» Problem: Copy out the text below on post-coital and sperm penetration testing word for word, in full.

» Text provided:
== Segment start ==
The post-coital test examines functional sperm motility by examining the ability of spermatozoa to penetrate cervical mucus. Timing is critical, due to the varying composition of the cervical mucus during the course of the menstrual cycle. The couple are advised to have intercourse around the predicted time of ovulation, and then attend the fertility clinic 9–12 hours later. Cervical mucus is aspirated for analysis, and presence or absence of motile sperm within the mucus is determined. Post-coital testing is no longer practised widely, mainly due to logistical difficulties, but also because it has no predictive value on pregnancy rate.
An alternative approach, based on the Kremer penetration test, involves the use of an artificial viscous media to replicate cervical mucus at the correct menstrual cycle phase. One per cent methylcellulose is used as an accepted surrogate for cervical mucus or cumulus complex (6). This sperm penetration assay is not widely used for clinical purposes, but remains a key tool in the research laboratory for assessing sperm function.
== Segment end ==
» Supplied data:
== Segment start ==
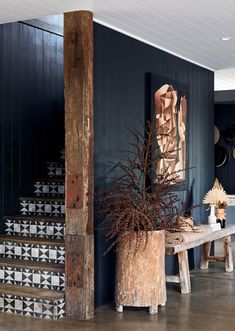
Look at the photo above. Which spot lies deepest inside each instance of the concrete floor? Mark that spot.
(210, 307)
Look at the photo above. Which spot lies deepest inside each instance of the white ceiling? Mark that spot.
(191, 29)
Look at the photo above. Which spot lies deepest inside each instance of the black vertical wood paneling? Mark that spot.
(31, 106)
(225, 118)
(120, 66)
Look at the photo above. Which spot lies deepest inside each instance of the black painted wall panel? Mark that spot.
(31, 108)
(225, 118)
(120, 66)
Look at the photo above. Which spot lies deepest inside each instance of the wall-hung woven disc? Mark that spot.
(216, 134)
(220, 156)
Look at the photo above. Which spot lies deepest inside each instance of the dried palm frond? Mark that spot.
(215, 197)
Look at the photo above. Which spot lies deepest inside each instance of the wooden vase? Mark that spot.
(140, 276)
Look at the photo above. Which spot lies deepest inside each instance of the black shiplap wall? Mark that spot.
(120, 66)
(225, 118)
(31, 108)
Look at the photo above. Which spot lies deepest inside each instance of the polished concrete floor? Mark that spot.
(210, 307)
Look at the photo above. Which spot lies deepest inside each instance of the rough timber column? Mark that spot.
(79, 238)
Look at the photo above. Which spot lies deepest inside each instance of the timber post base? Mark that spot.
== Segment end ==
== Segment start ==
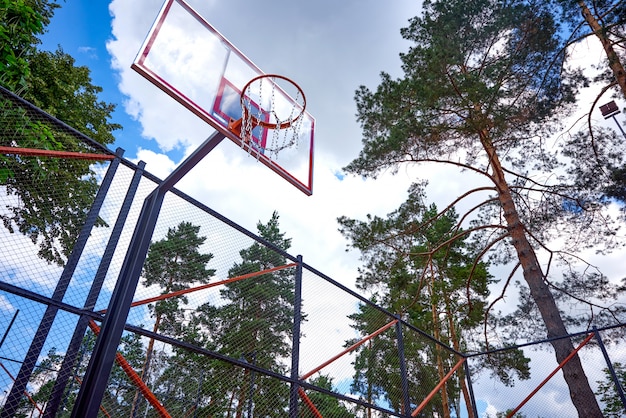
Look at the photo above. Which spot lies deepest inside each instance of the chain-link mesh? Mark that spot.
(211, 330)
== Segment end ==
== Segment start ==
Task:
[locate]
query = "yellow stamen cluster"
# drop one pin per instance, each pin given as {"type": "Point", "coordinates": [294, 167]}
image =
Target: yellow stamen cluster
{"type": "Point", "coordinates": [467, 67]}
== Segment end ==
» Output of the task:
The post-coital test examines functional sperm motility by examining the ability of spermatozoa to penetrate cervical mucus. Timing is critical, due to the varying composition of the cervical mucus during the course of the menstrual cycle. The couple are advised to have intercourse around the predicted time of ovulation, and then attend the fertility clinic 9–12 hours later. Cervical mucus is aspirated for analysis, and presence or absence of motile sperm within the mucus is determined. Post-coital testing is no longer practised widely, mainly due to logistical difficulties, but also because it has no predictive value on pregnancy rate.
An alternative approach, based on the Kremer penetration test, involves the use of an artificial viscous media to replicate cervical mucus at the correct menstrual cycle phase. One per cent methylcellulose is used as an accepted surrogate for cervical mucus or cumulus complex (6). This sperm penetration assay is not widely used for clinical purposes, but remains a key tool in the research laboratory for assessing sperm function.